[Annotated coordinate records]

--

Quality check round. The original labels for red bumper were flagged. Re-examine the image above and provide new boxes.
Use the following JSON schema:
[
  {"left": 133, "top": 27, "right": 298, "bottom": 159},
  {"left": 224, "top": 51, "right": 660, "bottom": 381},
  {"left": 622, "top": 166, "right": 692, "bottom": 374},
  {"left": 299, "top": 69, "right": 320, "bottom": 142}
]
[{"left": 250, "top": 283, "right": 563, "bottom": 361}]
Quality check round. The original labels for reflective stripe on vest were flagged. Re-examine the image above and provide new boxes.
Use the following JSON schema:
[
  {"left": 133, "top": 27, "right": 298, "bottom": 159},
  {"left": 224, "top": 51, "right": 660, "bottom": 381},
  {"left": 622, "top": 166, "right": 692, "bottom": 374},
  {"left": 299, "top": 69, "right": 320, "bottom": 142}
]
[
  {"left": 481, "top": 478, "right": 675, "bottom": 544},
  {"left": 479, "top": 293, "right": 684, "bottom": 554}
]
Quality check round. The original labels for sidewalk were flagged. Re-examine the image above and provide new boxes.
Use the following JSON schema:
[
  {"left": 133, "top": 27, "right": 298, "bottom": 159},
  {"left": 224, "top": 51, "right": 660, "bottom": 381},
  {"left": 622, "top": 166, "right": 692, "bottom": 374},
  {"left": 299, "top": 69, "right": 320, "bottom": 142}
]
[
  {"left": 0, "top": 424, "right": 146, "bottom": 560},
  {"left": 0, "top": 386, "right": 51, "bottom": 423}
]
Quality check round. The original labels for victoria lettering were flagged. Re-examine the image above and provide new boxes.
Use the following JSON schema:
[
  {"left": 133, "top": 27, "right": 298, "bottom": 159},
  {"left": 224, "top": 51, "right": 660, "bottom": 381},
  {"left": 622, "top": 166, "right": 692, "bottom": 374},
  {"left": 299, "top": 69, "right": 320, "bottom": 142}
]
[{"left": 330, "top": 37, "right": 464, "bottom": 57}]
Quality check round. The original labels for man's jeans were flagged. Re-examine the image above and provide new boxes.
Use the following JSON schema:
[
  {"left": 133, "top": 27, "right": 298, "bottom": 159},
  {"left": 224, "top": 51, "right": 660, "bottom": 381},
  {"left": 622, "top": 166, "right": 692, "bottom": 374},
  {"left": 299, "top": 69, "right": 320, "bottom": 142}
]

--

[Task to complete] Render all of the data above as a numbered list, one line per item, leaving out any blank lines.

[Response below]
1. Quality check round. The original labels for red bumper were flagged. Re-examine the image above and provide new boxes.
2. Use the following JSON schema:
3. [
4.   {"left": 133, "top": 27, "right": 298, "bottom": 159},
5.   {"left": 224, "top": 51, "right": 660, "bottom": 381},
6.   {"left": 622, "top": 166, "right": 692, "bottom": 374},
7.   {"left": 299, "top": 69, "right": 320, "bottom": 142}
8. ]
9. [{"left": 250, "top": 283, "right": 563, "bottom": 361}]
10. Quality check round. The original labels for reflective stripe on vest were flagged. Re-examine the image above and provide new boxes.
11. Use the following JSON schema:
12. [
13.   {"left": 133, "top": 27, "right": 298, "bottom": 159},
14.   {"left": 224, "top": 51, "right": 660, "bottom": 381},
15.   {"left": 622, "top": 166, "right": 692, "bottom": 374},
16.   {"left": 299, "top": 69, "right": 320, "bottom": 142}
17. ]
18. [
19.   {"left": 481, "top": 478, "right": 675, "bottom": 544},
20.   {"left": 479, "top": 293, "right": 684, "bottom": 554}
21. ]
22. Quality check round. The original labels for sidewalk were flagged. Re-examine the image above and provide new boxes.
23. Use the following JSON schema:
24. [
25.   {"left": 133, "top": 27, "right": 298, "bottom": 159},
26.   {"left": 224, "top": 51, "right": 660, "bottom": 381},
27.   {"left": 622, "top": 166, "right": 692, "bottom": 374},
28.   {"left": 299, "top": 69, "right": 320, "bottom": 142}
29. ]
30. [
31.   {"left": 0, "top": 424, "right": 146, "bottom": 560},
32.   {"left": 0, "top": 386, "right": 51, "bottom": 423}
33. ]
34. Quality check round. The original labels for victoria lettering were flagged. Re-examine the image above and provide new boxes.
35. Use the following JSON schema:
36. [
37.   {"left": 133, "top": 27, "right": 298, "bottom": 159},
38.   {"left": 224, "top": 51, "right": 660, "bottom": 381},
39.   {"left": 622, "top": 166, "right": 692, "bottom": 374},
40.   {"left": 299, "top": 69, "right": 320, "bottom": 142}
41. ]
42. [{"left": 330, "top": 37, "right": 464, "bottom": 57}]
43. Quality check round. The original labels for man's jeans were flagged. Re-examine the image above and provide new boxes.
44. Use the following JSON schema:
45. [
46.   {"left": 133, "top": 27, "right": 298, "bottom": 159},
47.   {"left": 224, "top": 51, "right": 660, "bottom": 381},
48.   {"left": 622, "top": 166, "right": 692, "bottom": 374},
49.   {"left": 299, "top": 69, "right": 320, "bottom": 142}
50. ]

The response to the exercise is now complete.